What you need to do:
[1] Please transcribe the part of the press release that opens with the words containing "The Paxata data" and closes with "modeling or sampling.".
[2] According to the press release, how many nodes was the benchmark conducted on?

## start Extract to read

PAXATA ACHIEVES HIGHEST PERFORMANCE TO DATE OF DATA PREPARATION
AT SCALE BASED ON APACHE SPARK
From Excel Hell to Massive Data Migration Projects to a Value-Add for Analytic Services –
Paxata Handles All Data Prep Needs
San Jose, CA – Mar. 4, 2015 – Paxata, provider of the first purpose-built Adaptive Data Preparation™ solution, today announced the results of its Data Preparation Performance benchmark study. The evaluation tested the performance of Paxata’s recent Spring ’15 release based on Apache Spark. Proving the power of Adaptive Data Preparation at scale and as demonstrated by continued customer and partner success, the benchmark results highlight the company’s continued focus on performance, efficiency, elasticity, connectivity and scalability.
In the benchmark, Paxata demonstrated an aggregate median response time of less than five seconds for a full spectrum of data preparation operations on datasets with up to 20 million rows and 198 columns, with many operations showing sub-second response times. This represents an overall performance improvement on all operations by over 80 percent for its Adaptive Data Preparation when compared to previous releases. The benchmark was conducted on 27 nodes with eight cores x 60 GB each in Amazon Web Services with the Paxata multi-tenant cloud offering.
According to the Gartner report* titled Data Preparation Is Not an Afterthought, “The iterative and explorative nature of data preparation results in a time-consuming process that demands considerable effort from data scientists and business analysts. In addition, preparation of data originating from new and diverse data sources can be challenging.”
“We had a short period of time to complete a massive data migration project which required us to extract, organize and clean 30 million records being moved from a legacy environment into an SAP system,” said Matt Heinz, Head of Business Intelligence at Del Monte Foods, Inc. “The work had to be done by a non-technical team who understood the data best, and we wanted flexibility to explore and define our needs as the project evolved. The Paxata cloud solution took no time to deploy, and gave us an easy-to-use tool on a platform that scales as our data volumes and usage increase or decrease.”
The Paxata data preparation solution goes well beyond “wrangling”, “taming” or “munging” data, as it was designed to simplify how the business gathers and uses data, regardless of size or source. Built from the ground up to help business analysts, data scientists, developers, data curators, and IT teams automate, collaborate and dynamically govern the data integration, data quality and enrichment process in a selfservice fashion, now with unprecedented scale, the platform allows them to quickly and confidently build the AnswerSets needed for analytics without coding, scripting, data modeling or sampling.
“Paxata makes fast work of the pre-cursor steps of our analytics workflow so we can help our clients faster,” said Mitchell D. Silber, Executive Managing Director at K2 Intelligence, an investigative and integrity consulting firm. “The self-service, intuitive nature of the Paxata solution makes it easy for data scientists and non-technical analysts to quickly understand, shape and combine data sets from email logs, transaction records, social network activity, or other sources, and the Paxata platform lets us scale up or down based on the volume of data we are working with.”

## end Extract to read
## start Data

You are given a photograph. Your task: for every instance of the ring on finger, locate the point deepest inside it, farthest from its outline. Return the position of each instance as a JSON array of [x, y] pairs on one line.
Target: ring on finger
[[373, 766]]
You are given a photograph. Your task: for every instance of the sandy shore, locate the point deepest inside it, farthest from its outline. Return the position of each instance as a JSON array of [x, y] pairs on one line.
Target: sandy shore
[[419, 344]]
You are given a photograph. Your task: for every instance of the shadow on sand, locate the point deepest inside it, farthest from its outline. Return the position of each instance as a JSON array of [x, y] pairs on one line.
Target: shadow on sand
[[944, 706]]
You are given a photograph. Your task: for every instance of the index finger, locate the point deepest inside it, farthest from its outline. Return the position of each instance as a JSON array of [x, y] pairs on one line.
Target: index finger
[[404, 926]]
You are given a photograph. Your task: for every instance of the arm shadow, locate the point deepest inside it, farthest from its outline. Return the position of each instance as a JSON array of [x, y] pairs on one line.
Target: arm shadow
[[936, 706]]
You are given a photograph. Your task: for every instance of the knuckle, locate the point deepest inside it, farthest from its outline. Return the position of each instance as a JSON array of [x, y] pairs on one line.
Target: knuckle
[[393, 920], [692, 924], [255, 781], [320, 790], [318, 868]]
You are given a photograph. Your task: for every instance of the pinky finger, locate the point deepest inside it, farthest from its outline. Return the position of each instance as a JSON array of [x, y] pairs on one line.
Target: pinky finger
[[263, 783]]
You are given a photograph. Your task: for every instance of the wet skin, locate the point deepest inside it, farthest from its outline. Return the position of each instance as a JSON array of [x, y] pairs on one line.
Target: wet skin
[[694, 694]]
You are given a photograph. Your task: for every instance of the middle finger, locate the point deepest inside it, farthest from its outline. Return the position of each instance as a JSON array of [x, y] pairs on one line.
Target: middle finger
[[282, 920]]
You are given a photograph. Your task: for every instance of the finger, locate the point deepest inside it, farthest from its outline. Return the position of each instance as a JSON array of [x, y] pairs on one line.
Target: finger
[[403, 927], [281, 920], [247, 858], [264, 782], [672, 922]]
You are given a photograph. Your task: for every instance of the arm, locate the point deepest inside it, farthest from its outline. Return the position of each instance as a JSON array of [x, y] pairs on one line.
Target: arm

## end Data

Final answers:
[1]
The Paxata data preparation solution goes well beyond “wrangling”, “taming” or “munging” data, as it was designed to simplify how the business gathers and uses data, regardless of size or source. Built from the ground up to help business analysts, data scientists, developers, data curators, and IT teams automate, collaborate and dynamically govern the data integration, data quality and enrichment process in a selfservice fashion, now with unprecedented scale, the platform allows them to quickly and confidently build the AnswerSets needed for analytics without coding, scripting, data modeling or sampling.

[2] 27 nodes.